→ **What you will do**: Look for "Place a dot on every instance of the hanging bronze" in the entries below. Then write out exactly the line that holds it and every line after it, to the last, and nothing else.

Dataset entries
------------------------------------------------------------------------
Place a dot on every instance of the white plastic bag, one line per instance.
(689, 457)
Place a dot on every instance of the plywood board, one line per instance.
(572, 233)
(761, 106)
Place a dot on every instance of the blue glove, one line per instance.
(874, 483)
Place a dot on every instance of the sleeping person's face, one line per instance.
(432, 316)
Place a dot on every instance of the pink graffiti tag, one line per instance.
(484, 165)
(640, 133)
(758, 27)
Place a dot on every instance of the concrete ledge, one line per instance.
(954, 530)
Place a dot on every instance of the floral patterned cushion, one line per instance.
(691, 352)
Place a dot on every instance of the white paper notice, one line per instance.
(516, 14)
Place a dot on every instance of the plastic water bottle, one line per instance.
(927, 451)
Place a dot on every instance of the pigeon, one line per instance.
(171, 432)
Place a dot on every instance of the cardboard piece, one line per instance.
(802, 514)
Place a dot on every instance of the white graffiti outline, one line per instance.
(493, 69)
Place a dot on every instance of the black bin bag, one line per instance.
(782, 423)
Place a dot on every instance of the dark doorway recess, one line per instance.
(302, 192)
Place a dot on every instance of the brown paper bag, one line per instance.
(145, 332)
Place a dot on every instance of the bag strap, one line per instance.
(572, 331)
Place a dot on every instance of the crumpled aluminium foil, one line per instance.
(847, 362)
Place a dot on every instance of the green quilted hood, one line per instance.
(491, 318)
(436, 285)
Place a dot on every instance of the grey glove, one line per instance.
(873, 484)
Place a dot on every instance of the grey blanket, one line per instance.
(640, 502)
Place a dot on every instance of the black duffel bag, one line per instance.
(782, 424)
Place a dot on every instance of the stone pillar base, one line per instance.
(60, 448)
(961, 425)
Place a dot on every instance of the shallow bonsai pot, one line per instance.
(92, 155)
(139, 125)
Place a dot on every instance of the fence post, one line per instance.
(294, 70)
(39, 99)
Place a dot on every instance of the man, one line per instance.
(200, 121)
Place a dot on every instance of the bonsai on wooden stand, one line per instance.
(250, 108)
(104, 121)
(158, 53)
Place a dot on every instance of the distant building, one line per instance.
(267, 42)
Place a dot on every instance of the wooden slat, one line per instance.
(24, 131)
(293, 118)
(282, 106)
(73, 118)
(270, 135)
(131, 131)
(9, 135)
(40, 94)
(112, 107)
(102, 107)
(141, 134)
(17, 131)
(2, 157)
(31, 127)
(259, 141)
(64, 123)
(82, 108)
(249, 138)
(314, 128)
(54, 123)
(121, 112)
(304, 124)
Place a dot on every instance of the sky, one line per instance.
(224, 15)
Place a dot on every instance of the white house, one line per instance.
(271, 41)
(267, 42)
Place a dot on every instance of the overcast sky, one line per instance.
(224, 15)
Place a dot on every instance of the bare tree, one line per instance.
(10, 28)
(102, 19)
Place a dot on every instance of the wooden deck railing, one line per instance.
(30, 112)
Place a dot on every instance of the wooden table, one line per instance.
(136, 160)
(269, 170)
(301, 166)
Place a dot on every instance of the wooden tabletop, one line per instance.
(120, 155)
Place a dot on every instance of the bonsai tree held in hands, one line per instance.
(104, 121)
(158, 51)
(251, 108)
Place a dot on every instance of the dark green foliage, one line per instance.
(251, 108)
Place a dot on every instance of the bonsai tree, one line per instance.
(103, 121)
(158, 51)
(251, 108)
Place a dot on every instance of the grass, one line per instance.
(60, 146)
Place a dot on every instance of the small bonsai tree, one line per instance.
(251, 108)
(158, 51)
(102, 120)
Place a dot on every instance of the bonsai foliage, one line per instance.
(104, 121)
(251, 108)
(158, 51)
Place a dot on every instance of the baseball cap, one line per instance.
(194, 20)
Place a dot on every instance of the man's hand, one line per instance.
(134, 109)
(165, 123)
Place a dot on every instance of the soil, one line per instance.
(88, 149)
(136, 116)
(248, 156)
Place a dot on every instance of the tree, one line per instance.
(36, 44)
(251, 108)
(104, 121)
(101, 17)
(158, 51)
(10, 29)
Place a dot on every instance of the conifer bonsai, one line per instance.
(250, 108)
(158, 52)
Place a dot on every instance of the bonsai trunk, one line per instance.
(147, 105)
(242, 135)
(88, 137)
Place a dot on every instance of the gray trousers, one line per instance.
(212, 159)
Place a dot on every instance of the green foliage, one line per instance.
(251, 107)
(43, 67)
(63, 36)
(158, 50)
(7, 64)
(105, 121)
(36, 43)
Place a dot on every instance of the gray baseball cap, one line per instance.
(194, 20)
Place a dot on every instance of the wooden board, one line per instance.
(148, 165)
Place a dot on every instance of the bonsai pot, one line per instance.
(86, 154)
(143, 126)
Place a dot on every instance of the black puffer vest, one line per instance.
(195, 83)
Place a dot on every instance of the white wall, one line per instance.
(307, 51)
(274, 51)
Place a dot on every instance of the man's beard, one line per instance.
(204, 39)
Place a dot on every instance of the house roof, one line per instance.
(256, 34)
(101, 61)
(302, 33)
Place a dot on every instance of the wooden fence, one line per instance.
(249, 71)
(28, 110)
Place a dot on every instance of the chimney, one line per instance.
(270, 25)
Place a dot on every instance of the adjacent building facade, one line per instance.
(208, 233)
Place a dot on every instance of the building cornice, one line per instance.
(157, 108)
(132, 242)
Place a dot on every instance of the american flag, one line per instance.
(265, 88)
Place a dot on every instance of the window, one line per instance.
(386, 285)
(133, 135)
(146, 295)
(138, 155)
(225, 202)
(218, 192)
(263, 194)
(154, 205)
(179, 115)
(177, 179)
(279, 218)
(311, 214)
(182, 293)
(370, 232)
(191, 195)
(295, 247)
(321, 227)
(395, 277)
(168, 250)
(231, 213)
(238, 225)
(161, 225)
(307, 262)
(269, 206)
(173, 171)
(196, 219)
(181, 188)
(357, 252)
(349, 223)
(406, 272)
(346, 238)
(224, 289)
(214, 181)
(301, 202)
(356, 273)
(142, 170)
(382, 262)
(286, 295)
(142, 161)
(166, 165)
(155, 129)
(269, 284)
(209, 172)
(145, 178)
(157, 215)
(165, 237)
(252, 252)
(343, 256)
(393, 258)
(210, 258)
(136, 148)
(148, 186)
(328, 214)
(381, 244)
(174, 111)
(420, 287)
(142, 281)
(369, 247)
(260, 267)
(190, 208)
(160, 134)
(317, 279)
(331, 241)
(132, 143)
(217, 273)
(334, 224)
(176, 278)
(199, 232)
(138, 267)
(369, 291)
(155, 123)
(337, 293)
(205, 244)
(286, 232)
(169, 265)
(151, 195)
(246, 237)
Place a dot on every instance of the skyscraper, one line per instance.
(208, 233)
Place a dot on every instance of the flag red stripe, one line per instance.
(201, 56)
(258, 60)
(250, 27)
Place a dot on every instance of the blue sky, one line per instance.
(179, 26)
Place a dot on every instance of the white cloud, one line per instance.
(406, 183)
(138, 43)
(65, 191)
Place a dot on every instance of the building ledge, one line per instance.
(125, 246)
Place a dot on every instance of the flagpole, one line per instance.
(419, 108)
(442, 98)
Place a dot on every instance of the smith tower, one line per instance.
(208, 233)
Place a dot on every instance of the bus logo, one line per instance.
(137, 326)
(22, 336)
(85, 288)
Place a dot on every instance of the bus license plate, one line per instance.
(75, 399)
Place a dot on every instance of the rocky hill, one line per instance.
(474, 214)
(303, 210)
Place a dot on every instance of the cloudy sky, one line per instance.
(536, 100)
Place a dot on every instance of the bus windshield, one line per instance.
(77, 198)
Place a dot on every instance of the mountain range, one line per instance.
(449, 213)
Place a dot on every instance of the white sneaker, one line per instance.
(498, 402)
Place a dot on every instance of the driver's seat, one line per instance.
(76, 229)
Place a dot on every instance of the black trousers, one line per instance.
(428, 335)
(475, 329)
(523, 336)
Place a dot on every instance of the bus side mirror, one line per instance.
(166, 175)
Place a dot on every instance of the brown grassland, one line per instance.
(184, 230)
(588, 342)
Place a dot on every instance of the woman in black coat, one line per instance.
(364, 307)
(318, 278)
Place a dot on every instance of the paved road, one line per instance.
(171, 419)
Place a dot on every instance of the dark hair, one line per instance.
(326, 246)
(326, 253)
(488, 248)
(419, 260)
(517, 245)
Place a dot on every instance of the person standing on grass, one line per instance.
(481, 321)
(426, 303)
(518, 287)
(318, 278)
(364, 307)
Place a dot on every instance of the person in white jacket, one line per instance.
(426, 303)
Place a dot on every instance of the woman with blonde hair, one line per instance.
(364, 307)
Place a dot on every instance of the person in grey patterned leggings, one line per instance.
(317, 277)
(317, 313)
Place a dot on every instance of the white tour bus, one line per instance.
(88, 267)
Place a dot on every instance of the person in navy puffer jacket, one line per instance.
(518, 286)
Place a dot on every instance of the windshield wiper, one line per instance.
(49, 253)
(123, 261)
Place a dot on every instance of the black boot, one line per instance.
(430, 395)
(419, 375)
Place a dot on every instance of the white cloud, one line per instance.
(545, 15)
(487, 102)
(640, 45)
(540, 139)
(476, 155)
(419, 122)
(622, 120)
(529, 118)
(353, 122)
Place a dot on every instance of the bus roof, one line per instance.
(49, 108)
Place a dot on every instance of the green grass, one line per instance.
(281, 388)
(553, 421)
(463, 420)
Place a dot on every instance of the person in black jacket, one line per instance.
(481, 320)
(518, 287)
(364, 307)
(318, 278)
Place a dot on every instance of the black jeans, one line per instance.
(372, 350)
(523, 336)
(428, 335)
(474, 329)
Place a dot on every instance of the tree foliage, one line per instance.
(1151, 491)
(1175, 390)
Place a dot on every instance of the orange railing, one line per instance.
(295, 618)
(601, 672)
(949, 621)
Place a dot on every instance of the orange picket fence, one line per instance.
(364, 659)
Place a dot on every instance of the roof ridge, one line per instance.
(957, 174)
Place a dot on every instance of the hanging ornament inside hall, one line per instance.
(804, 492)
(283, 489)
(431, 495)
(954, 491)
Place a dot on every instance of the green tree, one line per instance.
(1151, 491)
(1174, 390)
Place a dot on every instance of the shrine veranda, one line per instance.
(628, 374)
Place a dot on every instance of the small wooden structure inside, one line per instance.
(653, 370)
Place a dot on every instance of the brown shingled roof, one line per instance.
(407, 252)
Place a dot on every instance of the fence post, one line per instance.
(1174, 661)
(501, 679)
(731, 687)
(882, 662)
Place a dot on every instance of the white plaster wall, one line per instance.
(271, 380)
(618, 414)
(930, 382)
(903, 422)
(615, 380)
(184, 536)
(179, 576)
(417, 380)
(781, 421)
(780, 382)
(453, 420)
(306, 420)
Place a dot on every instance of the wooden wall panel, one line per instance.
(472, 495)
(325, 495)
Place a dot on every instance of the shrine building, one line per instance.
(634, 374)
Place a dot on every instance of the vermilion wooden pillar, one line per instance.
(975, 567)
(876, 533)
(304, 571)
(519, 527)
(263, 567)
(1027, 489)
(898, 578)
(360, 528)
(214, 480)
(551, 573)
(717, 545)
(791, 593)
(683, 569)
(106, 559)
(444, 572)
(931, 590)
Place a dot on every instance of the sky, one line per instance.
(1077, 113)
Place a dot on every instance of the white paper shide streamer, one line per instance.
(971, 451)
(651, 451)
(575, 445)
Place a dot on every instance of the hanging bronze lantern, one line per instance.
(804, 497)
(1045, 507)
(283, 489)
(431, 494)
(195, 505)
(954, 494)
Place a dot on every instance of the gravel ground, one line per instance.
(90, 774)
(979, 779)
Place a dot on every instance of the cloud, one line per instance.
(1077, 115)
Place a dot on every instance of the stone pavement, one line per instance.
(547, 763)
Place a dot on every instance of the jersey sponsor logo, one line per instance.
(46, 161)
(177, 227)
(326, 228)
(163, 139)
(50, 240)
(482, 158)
------------------------------------------------------------------------
→ **Result of this exercise**:
Place a dot on every instance of the hanging bronze lantern, one line per instance.
(804, 497)
(1045, 507)
(283, 489)
(431, 494)
(195, 505)
(954, 494)
Place a dot on every instance of the gravel ground, one line per instance.
(90, 774)
(979, 779)
Place a dot on every instance of the cloud, one line per instance.
(1077, 115)
Place a dot on every instance of the stone pavement, one line per instance.
(547, 763)
Place a dot on every instance of the jersey sponsor logo, one line per instance.
(46, 161)
(177, 227)
(326, 228)
(163, 139)
(50, 240)
(482, 158)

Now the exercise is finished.